BEGIN DATA FOR THIS TASK

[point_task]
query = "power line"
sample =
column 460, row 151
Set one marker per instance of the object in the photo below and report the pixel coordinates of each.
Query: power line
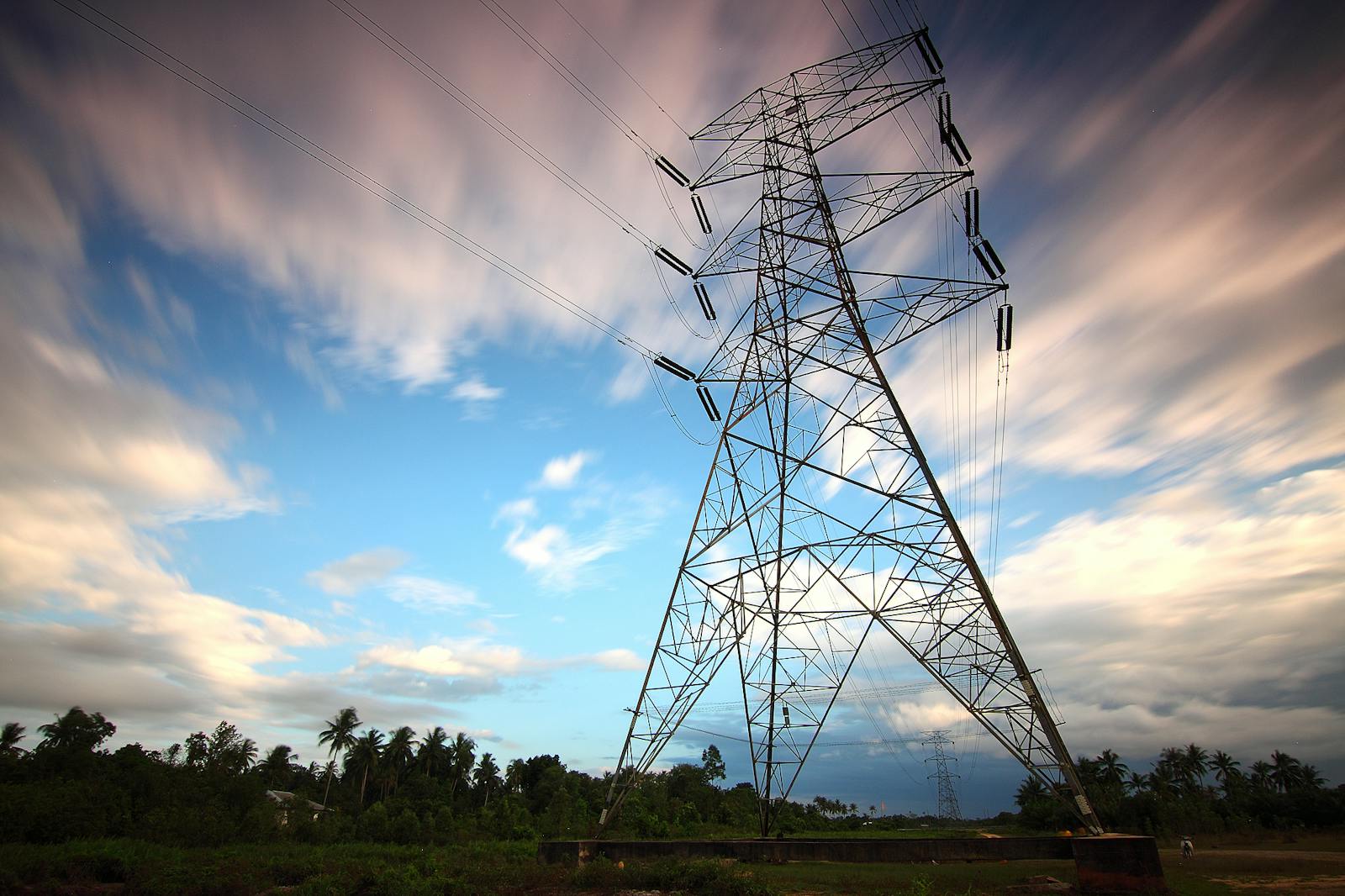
column 666, row 113
column 365, row 182
column 488, row 119
column 568, row 76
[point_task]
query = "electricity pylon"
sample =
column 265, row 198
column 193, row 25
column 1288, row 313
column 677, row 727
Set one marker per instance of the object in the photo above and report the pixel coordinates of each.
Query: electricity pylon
column 947, row 797
column 820, row 522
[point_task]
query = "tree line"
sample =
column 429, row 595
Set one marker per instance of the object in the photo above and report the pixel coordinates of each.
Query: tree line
column 436, row 788
column 1192, row 790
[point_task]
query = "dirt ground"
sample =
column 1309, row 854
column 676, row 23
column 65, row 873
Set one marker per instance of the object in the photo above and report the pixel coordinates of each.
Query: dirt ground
column 1250, row 872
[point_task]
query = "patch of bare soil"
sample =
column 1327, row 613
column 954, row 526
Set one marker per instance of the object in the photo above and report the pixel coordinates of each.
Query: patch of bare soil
column 1297, row 885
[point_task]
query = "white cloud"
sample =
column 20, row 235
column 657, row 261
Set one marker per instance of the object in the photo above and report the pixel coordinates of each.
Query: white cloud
column 477, row 656
column 430, row 595
column 562, row 472
column 619, row 658
column 517, row 510
column 475, row 389
column 1194, row 611
column 360, row 571
column 562, row 557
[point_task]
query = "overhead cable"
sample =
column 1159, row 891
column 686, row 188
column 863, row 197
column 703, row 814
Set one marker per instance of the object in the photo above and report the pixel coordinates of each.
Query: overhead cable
column 335, row 163
column 488, row 118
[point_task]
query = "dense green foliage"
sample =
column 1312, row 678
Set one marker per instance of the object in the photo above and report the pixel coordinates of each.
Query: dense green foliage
column 217, row 788
column 1192, row 791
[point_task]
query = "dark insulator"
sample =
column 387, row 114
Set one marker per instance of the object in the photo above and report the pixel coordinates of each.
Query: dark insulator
column 706, row 308
column 699, row 213
column 952, row 139
column 994, row 256
column 989, row 260
column 984, row 260
column 672, row 261
column 972, row 212
column 670, row 170
column 674, row 367
column 927, row 50
column 1004, row 329
column 708, row 403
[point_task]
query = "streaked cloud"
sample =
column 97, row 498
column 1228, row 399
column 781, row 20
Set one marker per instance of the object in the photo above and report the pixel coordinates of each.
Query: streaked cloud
column 356, row 572
column 562, row 472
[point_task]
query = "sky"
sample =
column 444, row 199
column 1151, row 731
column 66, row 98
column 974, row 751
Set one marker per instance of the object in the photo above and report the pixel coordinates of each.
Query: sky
column 269, row 447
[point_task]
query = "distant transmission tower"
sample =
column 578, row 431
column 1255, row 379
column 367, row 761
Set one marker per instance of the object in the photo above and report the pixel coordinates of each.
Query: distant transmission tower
column 947, row 806
column 820, row 519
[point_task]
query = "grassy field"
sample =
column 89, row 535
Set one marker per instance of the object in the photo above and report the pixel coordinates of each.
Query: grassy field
column 1247, row 867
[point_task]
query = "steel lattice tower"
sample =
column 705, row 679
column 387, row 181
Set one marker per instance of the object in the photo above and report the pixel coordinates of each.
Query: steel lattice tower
column 820, row 522
column 947, row 797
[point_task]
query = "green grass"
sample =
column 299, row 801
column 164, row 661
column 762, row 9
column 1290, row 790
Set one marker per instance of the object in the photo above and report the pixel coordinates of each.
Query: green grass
column 313, row 871
column 958, row 878
column 509, row 868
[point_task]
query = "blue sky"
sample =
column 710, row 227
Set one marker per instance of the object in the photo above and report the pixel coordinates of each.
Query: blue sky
column 268, row 448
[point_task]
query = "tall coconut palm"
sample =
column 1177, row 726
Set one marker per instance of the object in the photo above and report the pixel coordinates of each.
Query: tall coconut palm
column 279, row 766
column 398, row 754
column 1311, row 777
column 246, row 754
column 488, row 777
column 340, row 737
column 1226, row 770
column 1196, row 762
column 367, row 755
column 462, row 756
column 77, row 730
column 1029, row 791
column 1284, row 771
column 432, row 751
column 10, row 737
column 1110, row 767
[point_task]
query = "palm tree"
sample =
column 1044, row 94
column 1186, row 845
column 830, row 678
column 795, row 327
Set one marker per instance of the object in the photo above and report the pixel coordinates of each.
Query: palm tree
column 1111, row 768
column 1029, row 791
column 488, row 774
column 277, row 766
column 461, row 756
column 432, row 750
column 398, row 754
column 1196, row 762
column 1284, row 771
column 77, row 730
column 1163, row 777
column 1311, row 777
column 365, row 754
column 1226, row 770
column 10, row 737
column 340, row 737
column 246, row 754
column 514, row 775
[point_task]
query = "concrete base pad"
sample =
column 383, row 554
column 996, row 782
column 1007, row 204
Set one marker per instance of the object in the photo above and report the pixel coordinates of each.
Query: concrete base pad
column 1110, row 864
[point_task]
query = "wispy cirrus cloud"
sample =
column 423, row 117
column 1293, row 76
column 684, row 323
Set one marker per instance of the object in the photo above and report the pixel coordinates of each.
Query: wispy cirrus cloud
column 562, row 555
column 360, row 571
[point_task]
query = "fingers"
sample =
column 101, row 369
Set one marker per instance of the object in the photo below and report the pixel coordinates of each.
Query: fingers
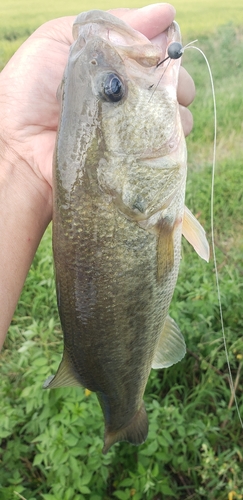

END DATA FOR THIS TASK

*ASSIGNMENT*. Of the entries listed above, reproduce only the lines starting at the line containing "column 1255, row 379" and ending at the line containing "column 89, row 535". Include both, exactly as they stand.

*RESULT OF THIS EXERCISE*.
column 1255, row 379
column 367, row 761
Set one marker per instance of the object in the photo above and report the pixel coordinates of each.
Query: distant transmission tower
column 947, row 806
column 820, row 519
[point_task]
query = "grassy field"
sample =
column 89, row 535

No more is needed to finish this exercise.